[Point labeling dataset excerpts]
|---|

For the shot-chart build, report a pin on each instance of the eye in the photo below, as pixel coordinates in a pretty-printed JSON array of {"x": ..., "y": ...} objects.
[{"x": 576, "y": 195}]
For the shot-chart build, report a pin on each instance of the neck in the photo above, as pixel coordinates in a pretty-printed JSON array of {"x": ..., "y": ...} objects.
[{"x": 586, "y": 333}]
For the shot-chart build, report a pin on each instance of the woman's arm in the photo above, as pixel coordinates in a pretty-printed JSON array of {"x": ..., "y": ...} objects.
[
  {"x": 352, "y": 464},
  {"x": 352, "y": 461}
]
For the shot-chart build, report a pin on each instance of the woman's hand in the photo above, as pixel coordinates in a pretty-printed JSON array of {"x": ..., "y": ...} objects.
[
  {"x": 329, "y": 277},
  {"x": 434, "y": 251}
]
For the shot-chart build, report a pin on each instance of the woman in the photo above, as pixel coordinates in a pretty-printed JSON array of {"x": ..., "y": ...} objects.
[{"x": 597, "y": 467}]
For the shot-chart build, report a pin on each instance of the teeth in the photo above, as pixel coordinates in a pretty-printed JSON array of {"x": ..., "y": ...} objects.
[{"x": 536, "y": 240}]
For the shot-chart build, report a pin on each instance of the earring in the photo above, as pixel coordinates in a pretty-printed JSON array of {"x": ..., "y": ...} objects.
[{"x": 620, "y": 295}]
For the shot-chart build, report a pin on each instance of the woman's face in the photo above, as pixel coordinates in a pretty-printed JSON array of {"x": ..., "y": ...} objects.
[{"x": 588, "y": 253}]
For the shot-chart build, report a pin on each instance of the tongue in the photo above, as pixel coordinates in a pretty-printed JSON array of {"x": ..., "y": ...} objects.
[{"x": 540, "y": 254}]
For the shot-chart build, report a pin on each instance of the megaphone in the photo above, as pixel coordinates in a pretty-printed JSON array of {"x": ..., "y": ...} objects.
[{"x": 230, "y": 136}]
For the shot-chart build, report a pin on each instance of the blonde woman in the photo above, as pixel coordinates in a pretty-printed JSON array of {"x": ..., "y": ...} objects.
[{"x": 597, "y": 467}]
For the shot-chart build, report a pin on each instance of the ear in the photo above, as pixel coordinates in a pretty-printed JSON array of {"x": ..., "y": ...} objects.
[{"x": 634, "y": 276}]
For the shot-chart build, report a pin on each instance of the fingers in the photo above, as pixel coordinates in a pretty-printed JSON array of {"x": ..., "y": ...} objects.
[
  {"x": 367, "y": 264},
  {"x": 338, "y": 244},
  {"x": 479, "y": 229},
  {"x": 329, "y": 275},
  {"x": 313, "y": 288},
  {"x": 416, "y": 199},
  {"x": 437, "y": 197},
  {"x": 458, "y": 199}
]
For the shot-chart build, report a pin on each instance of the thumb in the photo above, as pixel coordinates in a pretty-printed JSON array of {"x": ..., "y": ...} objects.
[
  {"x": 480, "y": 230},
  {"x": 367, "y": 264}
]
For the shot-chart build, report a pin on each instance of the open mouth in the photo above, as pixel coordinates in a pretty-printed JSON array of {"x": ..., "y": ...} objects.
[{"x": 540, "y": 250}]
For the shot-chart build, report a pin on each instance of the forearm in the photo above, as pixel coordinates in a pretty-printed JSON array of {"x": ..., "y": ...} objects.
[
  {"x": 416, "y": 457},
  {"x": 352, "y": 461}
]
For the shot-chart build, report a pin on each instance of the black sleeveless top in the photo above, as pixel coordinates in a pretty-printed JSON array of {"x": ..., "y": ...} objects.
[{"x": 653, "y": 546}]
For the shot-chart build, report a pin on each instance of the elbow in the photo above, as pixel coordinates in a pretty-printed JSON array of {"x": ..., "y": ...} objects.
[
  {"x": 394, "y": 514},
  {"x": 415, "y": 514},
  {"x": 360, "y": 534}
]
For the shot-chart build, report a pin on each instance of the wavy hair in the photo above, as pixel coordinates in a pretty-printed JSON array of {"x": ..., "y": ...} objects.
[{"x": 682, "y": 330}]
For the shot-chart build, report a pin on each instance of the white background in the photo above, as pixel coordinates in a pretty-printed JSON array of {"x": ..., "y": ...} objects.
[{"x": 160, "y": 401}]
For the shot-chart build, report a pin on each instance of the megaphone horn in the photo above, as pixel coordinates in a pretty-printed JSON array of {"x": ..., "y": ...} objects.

|---|

**Work required:**
Write out every record shown above, word for word.

**Task result:**
For the shot-chart build, report a pin on each instance of the eye in the photo below, as pixel coordinates in a pretty-printed JSON array of {"x": ..., "y": ...} objects.
[{"x": 576, "y": 195}]
For the shot-chart build, report a pin on each instance of the neck in the photo above, as pixel coordinates in a pretty-printed JSON array of {"x": ..., "y": ...} objects.
[{"x": 586, "y": 333}]
For the shot-chart build, report a pin on each instance of the woman's arm in the photo above, as pixel coordinates in a pretty-printed JSON array of {"x": ..., "y": ...} objects.
[
  {"x": 352, "y": 464},
  {"x": 352, "y": 461}
]
For the shot-chart build, report a pin on each instance of the woman's hand in the photo above, as pixel coordinates in a pretty-printed JSON array of {"x": ..., "y": ...} objects.
[
  {"x": 329, "y": 277},
  {"x": 434, "y": 251}
]
For the shot-chart build, report a pin on each instance of the woman in the photo above, as pixel coordinates in a pretty-printed JSON array of {"x": ..., "y": ...} objects.
[{"x": 597, "y": 467}]
For the shot-chart build, report a pin on each instance of the teeth in the photo above, as pixel coordinates in a pretty-printed JSON array of {"x": ..., "y": ...} objects.
[{"x": 536, "y": 240}]
For the shot-chart build, report a pin on each instance of the earring in the photo above, as pixel coordinates in a pretty-printed JSON array of {"x": ..., "y": ...} objects.
[{"x": 620, "y": 295}]
For the shot-chart build, report a pin on each instance of the woman's face in the photo above, as pixel coordinates in a pretty-printed JSON array of {"x": ..., "y": ...} objects.
[{"x": 588, "y": 253}]
For the shot-chart build, report a pin on each instance of the tongue in the photo above, as pixel coordinates in a pretty-printed JSON array of {"x": ..., "y": ...} objects.
[{"x": 540, "y": 254}]
For the shot-chart build, report a pin on each instance of the megaphone in the photo above, as pixel coordinates in a pretty-printed JSON array of {"x": ..., "y": ...} objects.
[{"x": 230, "y": 136}]
For the shot-chart build, report a pin on each instance of the blonde woman in the photo above, as pixel coordinates in a pretty-printed JSON array of {"x": ..., "y": ...} objects.
[{"x": 597, "y": 467}]
For the shot-chart build, report a pin on each instance of the ear in the photo above, as pixel coordinates in a pretty-printed JSON array of {"x": ..., "y": ...} objects.
[{"x": 634, "y": 276}]
For the shot-chart build, report a pin on each instance of the fingers in the photo above, as pixel coordinates in a pretty-printed JSON array of {"x": ..., "y": ...} objects.
[
  {"x": 367, "y": 264},
  {"x": 338, "y": 244},
  {"x": 479, "y": 229},
  {"x": 329, "y": 275},
  {"x": 313, "y": 288},
  {"x": 416, "y": 199},
  {"x": 437, "y": 197},
  {"x": 458, "y": 199}
]
For the shot-chart build, report a pin on each instance of the thumb in the photo above, as pixel coordinates in a pretty-printed JSON array of {"x": ..., "y": ...} objects.
[
  {"x": 480, "y": 230},
  {"x": 367, "y": 264}
]
For the shot-chart build, report a pin on each instance of the open mouth in the photo above, as pixel coordinates in a pretty-printed JSON array of {"x": ..., "y": ...} objects.
[{"x": 540, "y": 250}]
For the shot-chart build, report a pin on each instance of the forearm in the photo above, as pixel coordinates in a pretty-printed JSON array of {"x": ..., "y": ...} objects.
[
  {"x": 416, "y": 457},
  {"x": 352, "y": 461}
]
For the shot-chart build, report a pin on each instance of the black sleeveless top in the photo above, as pixel coordinates in a pretty-printed JSON array of {"x": ..., "y": ...} objects.
[{"x": 653, "y": 546}]
For the shot-chart build, report a pin on each instance of the elbow in the photo above, as pixel coordinates in a pretty-printed JSON array of {"x": ..., "y": ...} objects.
[
  {"x": 394, "y": 514},
  {"x": 415, "y": 514},
  {"x": 360, "y": 534}
]
For the shot-chart build, report a pin on each instance of the wavy hair in the photo above, as pixel coordinates in a pretty-printed JSON array of {"x": ..., "y": ...} objects.
[{"x": 682, "y": 330}]
For the shot-chart build, report a pin on each instance of the white background in the photo above, as pixel coordinates in a pretty-printed JSON array of {"x": ..., "y": ...} objects.
[{"x": 160, "y": 401}]
For the shot-chart build, report a pin on each instance of the megaphone horn in the photo above, as pixel coordinates in a pretty-printed JSON array of {"x": ..., "y": ...} objects.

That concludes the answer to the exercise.